Methow Valley or Northern Exposure with a twist of Twin Peaks?


I love this valley. 
I love it for the dramatic scenery, the high alpine lakes, the hiking trails, the pristine rivers, and the bubbling creeks. 
I love this valley for the depth of character, the people who live here. There are many 'characters' - much like a series of North Exposure reruns, or Twin Peaks mysteries.

Here are just a few...


Buckskin Techie

Just watched a survivalist pull his hand stitched buckskin shirt and breeches out of the washing machine. He smells heavily of woodsmoke and animals. He lives in a small cabin off the grid in the woods. No running water or electricity. He harvests his food from the woods, berries, roots, and small game. He cooks outside over an open flame, and stitches his clothing by hand. He draws the line at washing his clothes in the river, after all, we are civilized. That is what the laundromat is there for. Also for the free wifi. While his clothes are being automatically washed in the laundromat, he blogs on his laptop about a wonderful simple life without modern day conveniences...how ironic.

> Record extracts
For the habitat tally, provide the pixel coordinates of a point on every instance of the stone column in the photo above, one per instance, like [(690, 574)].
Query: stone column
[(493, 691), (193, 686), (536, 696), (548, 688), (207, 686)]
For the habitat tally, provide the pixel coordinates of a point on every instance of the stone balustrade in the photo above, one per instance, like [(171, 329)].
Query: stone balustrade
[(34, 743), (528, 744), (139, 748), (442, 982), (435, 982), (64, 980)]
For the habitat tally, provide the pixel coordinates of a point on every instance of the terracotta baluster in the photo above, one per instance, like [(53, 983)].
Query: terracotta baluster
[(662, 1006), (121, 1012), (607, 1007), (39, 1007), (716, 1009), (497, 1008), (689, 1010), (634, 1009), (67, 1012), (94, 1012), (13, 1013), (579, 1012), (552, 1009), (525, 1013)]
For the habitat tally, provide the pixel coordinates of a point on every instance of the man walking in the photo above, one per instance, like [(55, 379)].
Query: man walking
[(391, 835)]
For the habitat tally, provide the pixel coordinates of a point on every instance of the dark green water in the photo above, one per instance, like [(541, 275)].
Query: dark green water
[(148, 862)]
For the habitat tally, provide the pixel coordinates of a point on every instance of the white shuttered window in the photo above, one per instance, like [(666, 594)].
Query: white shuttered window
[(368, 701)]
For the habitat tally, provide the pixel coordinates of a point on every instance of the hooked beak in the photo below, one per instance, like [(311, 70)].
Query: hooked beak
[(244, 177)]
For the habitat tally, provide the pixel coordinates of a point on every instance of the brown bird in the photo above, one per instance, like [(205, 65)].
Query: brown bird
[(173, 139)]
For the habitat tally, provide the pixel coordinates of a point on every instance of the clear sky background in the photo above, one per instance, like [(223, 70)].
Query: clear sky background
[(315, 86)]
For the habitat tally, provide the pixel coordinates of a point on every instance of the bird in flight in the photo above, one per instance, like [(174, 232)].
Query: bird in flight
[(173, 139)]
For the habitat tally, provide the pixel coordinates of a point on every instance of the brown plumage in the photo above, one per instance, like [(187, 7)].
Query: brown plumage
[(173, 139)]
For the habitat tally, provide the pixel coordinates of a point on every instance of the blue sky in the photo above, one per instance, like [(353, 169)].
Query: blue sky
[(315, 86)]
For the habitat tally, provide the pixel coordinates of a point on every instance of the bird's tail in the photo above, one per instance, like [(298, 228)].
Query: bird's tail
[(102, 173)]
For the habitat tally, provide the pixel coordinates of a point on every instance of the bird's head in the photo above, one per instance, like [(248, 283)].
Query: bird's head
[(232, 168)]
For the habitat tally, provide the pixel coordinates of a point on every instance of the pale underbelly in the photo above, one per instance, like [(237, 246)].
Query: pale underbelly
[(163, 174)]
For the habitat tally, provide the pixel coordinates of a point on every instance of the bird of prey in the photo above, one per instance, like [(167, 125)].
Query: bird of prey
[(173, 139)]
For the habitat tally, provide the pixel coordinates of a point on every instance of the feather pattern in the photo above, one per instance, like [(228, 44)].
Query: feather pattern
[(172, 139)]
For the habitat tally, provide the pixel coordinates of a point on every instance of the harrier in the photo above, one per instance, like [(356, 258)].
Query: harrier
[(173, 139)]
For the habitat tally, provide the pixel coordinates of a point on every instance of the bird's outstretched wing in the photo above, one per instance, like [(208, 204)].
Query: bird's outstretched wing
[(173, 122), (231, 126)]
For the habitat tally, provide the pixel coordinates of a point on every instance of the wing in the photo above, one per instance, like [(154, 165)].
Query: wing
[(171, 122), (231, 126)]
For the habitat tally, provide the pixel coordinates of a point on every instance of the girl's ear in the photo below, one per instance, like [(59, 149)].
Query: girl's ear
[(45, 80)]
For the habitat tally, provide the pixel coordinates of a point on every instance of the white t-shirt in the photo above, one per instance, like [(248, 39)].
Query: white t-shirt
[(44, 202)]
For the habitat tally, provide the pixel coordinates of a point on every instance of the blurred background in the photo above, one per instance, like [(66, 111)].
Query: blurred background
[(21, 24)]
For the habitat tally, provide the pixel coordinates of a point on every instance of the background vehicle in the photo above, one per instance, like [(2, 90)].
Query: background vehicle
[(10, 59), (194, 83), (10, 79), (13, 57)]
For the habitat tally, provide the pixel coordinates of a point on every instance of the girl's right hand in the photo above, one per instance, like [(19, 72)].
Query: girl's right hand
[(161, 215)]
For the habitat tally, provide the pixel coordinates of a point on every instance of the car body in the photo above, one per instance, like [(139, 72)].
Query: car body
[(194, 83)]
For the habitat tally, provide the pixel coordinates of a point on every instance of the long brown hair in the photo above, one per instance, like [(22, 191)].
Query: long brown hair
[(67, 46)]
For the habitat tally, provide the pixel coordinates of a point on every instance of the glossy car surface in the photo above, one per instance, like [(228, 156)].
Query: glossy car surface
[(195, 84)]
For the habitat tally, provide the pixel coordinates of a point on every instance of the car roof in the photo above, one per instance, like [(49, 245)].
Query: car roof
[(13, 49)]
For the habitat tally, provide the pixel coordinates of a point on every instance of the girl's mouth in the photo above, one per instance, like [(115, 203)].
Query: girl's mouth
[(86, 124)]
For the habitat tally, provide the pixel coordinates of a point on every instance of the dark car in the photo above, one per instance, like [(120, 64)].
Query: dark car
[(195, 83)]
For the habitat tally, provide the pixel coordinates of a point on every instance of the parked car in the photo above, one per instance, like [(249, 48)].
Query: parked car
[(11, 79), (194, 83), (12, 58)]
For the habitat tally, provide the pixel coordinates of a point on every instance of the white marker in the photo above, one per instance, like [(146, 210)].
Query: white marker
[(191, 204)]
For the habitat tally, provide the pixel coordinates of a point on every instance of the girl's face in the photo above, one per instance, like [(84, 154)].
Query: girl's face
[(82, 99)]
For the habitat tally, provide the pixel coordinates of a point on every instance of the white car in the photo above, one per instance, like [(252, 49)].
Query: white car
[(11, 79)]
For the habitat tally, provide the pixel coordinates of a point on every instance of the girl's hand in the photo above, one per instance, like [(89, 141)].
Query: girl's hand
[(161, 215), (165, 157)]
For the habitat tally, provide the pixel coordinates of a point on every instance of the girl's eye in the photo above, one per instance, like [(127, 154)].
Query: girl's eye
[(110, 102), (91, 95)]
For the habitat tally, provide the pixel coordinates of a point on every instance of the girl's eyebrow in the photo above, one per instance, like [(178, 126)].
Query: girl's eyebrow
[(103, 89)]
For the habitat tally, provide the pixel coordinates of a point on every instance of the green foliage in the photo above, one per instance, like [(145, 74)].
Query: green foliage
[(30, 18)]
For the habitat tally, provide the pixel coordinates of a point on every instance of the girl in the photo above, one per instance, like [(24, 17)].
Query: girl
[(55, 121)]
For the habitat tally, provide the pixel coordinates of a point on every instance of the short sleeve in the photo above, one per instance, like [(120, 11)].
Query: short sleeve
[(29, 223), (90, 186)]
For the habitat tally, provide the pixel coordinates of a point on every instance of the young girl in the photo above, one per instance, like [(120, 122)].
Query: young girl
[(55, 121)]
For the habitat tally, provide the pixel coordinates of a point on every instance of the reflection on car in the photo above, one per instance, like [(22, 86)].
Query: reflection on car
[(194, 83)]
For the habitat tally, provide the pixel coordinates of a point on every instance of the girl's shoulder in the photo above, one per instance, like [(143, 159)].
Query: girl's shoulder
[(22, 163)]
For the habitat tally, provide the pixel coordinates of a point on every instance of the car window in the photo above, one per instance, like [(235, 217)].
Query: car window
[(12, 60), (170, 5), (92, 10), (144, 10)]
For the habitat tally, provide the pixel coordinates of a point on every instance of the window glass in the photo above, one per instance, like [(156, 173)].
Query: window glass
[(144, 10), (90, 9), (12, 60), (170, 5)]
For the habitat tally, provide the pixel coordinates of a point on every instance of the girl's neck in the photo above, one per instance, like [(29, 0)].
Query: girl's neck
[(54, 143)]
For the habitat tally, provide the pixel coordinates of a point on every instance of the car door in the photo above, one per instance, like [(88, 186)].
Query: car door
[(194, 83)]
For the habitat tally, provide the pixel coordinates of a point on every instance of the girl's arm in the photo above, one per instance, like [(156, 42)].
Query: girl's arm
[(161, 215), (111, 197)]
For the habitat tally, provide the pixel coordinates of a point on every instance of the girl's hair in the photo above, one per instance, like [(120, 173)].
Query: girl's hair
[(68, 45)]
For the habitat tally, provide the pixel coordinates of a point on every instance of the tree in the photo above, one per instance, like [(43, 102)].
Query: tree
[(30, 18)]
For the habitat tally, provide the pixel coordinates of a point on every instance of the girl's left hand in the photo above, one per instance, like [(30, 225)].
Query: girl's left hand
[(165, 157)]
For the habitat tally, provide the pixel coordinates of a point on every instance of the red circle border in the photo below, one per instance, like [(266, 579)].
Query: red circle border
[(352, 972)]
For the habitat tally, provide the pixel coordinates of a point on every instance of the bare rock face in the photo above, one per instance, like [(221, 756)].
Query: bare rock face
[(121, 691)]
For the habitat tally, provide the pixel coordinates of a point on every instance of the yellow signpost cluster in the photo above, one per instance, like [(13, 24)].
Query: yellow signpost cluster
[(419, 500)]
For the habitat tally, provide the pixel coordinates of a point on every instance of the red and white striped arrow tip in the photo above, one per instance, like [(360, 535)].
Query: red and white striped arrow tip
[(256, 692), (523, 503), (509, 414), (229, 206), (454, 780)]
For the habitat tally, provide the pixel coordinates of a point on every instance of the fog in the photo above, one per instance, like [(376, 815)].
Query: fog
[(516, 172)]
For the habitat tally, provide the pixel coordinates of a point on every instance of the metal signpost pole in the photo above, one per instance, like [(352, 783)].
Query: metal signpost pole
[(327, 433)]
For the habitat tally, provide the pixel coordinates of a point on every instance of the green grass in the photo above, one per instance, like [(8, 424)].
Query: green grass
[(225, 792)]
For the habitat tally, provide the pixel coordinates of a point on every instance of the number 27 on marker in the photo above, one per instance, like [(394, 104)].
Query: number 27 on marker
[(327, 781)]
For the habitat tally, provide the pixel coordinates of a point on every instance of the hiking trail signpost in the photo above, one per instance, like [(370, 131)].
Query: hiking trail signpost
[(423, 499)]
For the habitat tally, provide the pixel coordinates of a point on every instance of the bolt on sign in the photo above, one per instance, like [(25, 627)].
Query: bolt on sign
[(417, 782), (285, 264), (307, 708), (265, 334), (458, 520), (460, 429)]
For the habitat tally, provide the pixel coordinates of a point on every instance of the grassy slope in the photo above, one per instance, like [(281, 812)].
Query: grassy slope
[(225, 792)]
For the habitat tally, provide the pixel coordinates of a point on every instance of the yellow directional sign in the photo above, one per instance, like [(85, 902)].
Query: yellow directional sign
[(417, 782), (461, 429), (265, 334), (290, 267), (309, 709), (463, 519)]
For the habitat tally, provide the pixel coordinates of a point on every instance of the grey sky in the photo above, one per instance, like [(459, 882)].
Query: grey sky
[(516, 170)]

> Work to be completed
Print the part of the Methow Valley text starting at "Methow Valley or" and ending at "the bubbling creeks.", copied word for word.

> Task solution
Methow Valley or Northern Exposure with a twist of Twin Peaks?


I love this valley. 
I love it for the dramatic scenery, the high alpine lakes, the hiking trails, the pristine rivers, and the bubbling creeks.